** Objective **
Please change "closet shelf" to "storage shelf" in the material, from its start through the line with "x=144, y=147", and give those lines again with nothing else altered.

Collected data:
+++++

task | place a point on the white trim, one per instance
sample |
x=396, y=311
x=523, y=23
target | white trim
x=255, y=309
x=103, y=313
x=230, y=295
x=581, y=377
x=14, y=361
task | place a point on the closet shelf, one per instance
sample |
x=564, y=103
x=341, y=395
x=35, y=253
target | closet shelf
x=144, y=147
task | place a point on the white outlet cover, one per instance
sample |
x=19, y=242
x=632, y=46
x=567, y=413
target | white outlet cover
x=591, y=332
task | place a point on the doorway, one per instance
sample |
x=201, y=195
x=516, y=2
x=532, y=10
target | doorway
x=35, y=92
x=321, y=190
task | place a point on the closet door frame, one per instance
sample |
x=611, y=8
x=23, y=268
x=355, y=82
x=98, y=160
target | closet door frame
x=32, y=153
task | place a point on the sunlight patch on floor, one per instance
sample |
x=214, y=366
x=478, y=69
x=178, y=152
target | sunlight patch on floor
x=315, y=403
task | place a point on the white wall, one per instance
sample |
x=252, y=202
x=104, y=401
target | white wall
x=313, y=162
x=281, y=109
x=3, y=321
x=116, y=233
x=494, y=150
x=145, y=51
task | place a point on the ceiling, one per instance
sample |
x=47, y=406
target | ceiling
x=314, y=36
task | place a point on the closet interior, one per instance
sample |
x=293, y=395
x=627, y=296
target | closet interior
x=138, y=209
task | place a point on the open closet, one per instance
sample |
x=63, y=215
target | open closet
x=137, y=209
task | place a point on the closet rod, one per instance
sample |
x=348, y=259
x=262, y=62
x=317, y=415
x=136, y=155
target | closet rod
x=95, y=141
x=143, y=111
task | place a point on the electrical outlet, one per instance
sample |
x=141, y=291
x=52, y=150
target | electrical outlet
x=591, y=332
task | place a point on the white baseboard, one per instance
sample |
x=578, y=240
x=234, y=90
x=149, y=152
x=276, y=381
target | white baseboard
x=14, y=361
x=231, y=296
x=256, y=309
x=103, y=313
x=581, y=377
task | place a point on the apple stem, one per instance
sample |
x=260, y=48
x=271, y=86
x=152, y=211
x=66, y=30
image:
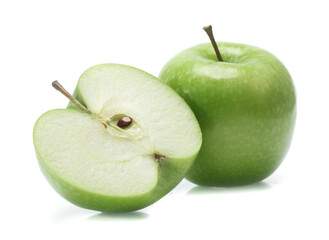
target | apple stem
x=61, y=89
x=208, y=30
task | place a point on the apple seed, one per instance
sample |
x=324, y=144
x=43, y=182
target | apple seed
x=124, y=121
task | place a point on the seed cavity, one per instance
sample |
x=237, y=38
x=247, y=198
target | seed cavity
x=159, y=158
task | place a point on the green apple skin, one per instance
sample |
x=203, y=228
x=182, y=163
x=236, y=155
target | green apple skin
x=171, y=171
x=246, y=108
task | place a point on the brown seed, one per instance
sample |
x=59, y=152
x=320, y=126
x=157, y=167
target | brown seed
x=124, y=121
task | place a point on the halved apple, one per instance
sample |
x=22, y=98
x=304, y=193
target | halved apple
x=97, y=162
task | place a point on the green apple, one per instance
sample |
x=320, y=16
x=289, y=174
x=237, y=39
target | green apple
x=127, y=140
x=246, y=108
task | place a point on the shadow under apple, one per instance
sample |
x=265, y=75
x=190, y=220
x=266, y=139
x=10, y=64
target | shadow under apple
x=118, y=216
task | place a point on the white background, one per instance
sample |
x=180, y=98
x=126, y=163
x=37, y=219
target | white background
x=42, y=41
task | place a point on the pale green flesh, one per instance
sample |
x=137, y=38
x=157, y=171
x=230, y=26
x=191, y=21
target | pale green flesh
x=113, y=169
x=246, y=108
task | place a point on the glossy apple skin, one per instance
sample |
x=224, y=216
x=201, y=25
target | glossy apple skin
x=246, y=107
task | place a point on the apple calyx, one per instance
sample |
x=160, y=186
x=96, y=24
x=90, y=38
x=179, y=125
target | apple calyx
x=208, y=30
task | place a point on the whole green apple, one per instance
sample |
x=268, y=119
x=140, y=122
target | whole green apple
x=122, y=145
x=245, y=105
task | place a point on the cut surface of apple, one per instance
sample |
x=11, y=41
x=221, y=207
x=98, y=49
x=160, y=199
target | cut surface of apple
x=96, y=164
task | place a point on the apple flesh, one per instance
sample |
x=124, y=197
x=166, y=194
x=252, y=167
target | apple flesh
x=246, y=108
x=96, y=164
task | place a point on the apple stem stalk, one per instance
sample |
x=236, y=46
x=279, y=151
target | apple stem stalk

+++++

** Response to the exercise **
task | place a point on the white trim, one per instance
sample |
x=396, y=311
x=523, y=23
target | white trim
x=255, y=309
x=103, y=313
x=230, y=295
x=581, y=377
x=14, y=361
task | place a point on the storage shelf, one per instance
sample |
x=564, y=103
x=341, y=395
x=35, y=253
target | storage shelf
x=144, y=147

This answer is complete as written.